Excerpt from a dataset
──────────

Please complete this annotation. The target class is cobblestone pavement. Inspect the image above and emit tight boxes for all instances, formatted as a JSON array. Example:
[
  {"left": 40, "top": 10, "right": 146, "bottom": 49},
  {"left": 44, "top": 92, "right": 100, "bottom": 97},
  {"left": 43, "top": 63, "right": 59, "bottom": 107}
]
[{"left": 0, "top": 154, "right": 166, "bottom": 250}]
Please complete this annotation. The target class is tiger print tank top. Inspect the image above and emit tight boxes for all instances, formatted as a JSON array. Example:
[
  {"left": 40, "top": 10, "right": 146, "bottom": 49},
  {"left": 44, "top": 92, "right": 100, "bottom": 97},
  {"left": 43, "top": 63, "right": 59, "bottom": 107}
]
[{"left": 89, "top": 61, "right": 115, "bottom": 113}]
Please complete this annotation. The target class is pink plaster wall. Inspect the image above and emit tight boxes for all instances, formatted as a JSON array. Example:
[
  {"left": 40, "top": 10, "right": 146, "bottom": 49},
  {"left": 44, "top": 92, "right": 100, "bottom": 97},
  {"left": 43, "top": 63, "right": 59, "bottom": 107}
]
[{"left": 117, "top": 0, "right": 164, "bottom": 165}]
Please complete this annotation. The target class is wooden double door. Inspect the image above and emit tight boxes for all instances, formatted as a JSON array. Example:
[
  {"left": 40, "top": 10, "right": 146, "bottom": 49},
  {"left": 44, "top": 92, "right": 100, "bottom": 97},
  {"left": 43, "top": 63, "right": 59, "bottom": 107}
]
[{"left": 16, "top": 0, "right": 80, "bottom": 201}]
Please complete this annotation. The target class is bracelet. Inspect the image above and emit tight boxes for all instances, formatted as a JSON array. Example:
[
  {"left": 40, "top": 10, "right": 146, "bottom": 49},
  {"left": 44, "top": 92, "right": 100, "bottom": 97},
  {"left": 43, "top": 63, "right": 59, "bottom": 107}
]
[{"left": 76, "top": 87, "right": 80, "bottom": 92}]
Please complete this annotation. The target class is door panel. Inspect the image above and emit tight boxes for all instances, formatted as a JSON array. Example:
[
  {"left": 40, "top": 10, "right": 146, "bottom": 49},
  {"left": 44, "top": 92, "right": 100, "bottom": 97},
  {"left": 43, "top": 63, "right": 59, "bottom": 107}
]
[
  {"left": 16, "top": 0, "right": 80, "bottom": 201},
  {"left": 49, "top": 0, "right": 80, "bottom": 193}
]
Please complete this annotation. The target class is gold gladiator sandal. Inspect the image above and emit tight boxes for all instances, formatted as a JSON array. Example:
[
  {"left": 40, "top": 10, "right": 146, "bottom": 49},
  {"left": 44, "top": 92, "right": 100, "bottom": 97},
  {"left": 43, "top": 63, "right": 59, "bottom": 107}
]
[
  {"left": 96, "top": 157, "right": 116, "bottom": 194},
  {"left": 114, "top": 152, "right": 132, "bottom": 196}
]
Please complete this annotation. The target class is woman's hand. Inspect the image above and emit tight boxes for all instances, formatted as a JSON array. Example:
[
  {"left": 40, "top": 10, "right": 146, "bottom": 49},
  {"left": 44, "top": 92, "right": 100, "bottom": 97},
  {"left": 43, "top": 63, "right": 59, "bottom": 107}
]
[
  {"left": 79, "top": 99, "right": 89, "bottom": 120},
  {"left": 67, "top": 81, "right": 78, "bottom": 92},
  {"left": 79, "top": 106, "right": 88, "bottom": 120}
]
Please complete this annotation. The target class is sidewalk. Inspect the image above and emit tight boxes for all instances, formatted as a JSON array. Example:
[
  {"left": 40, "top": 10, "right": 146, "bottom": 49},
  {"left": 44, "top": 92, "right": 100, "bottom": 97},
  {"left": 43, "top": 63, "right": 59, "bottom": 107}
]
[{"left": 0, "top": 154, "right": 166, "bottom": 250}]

──────────

PROBLEM
Send back each record exactly as it stands.

EXPECTED OUTPUT
Please complete this annotation. The target class is cobblestone pavement. Inspect the image above and emit tight boxes for all instances, formatted as a JSON array. Example:
[
  {"left": 40, "top": 10, "right": 146, "bottom": 49},
  {"left": 44, "top": 92, "right": 100, "bottom": 97},
  {"left": 43, "top": 63, "right": 59, "bottom": 107}
]
[{"left": 0, "top": 154, "right": 166, "bottom": 250}]
Please complete this annotation. The target class is tiger print tank top. Inspect the image above and emit tight boxes for all instances, formatted as a JSON array. Example:
[
  {"left": 40, "top": 10, "right": 146, "bottom": 49},
  {"left": 44, "top": 92, "right": 100, "bottom": 97},
  {"left": 43, "top": 63, "right": 59, "bottom": 107}
]
[{"left": 89, "top": 61, "right": 115, "bottom": 113}]
Please complete this annotation. The target class is pink plaster wall. Inspect the image above and emit tight boxes for all instances, formatted as a JSON array. Example:
[
  {"left": 40, "top": 10, "right": 146, "bottom": 49},
  {"left": 44, "top": 92, "right": 100, "bottom": 97},
  {"left": 43, "top": 63, "right": 59, "bottom": 107}
]
[{"left": 117, "top": 0, "right": 164, "bottom": 165}]
Please complete this annotation. The target class is wooden double door. Inspect the image above and emit tight boxes for all instances, formatted as a JSON array. Example:
[
  {"left": 40, "top": 10, "right": 146, "bottom": 49},
  {"left": 44, "top": 92, "right": 100, "bottom": 97},
  {"left": 43, "top": 63, "right": 59, "bottom": 107}
]
[{"left": 16, "top": 0, "right": 80, "bottom": 201}]
Please complete this annotation. The target class is bracelet. Inspect the image above and emit tight boxes for all instances, formatted as a JSON array. Example:
[
  {"left": 40, "top": 10, "right": 146, "bottom": 49},
  {"left": 44, "top": 92, "right": 100, "bottom": 97},
  {"left": 43, "top": 63, "right": 59, "bottom": 107}
]
[{"left": 76, "top": 87, "right": 80, "bottom": 92}]
Please complete this annotation. The target class is door panel. Inspect the image above and emit tight boxes for all instances, formatted as a JSON array. Example:
[
  {"left": 40, "top": 10, "right": 146, "bottom": 49},
  {"left": 44, "top": 92, "right": 100, "bottom": 97},
  {"left": 43, "top": 63, "right": 59, "bottom": 107}
]
[
  {"left": 16, "top": 0, "right": 80, "bottom": 201},
  {"left": 49, "top": 0, "right": 80, "bottom": 193}
]
Please complete this annotation. The target class is gold gladiator sandal. Inspect the image above and emit tight boxes for all instances, formatted as a JSON array. Example:
[
  {"left": 40, "top": 10, "right": 146, "bottom": 49},
  {"left": 44, "top": 92, "right": 100, "bottom": 97},
  {"left": 43, "top": 63, "right": 59, "bottom": 107}
]
[
  {"left": 96, "top": 157, "right": 116, "bottom": 194},
  {"left": 114, "top": 152, "right": 132, "bottom": 196}
]
Please complete this annotation. The target class is woman's hand. Inspect the image above and emit tight boxes for all instances, formatted as a JSON array. Example:
[
  {"left": 40, "top": 10, "right": 146, "bottom": 49},
  {"left": 44, "top": 92, "right": 100, "bottom": 97},
  {"left": 43, "top": 63, "right": 59, "bottom": 107}
]
[
  {"left": 79, "top": 99, "right": 89, "bottom": 120},
  {"left": 67, "top": 81, "right": 78, "bottom": 92},
  {"left": 79, "top": 106, "right": 88, "bottom": 120}
]
Please complete this annotation. The target class is sidewalk. Inspect the image above and emit tight boxes for all instances, formatted as a JSON array. Example:
[
  {"left": 40, "top": 10, "right": 146, "bottom": 49},
  {"left": 44, "top": 92, "right": 100, "bottom": 97},
  {"left": 43, "top": 63, "right": 59, "bottom": 107}
]
[{"left": 0, "top": 154, "right": 166, "bottom": 250}]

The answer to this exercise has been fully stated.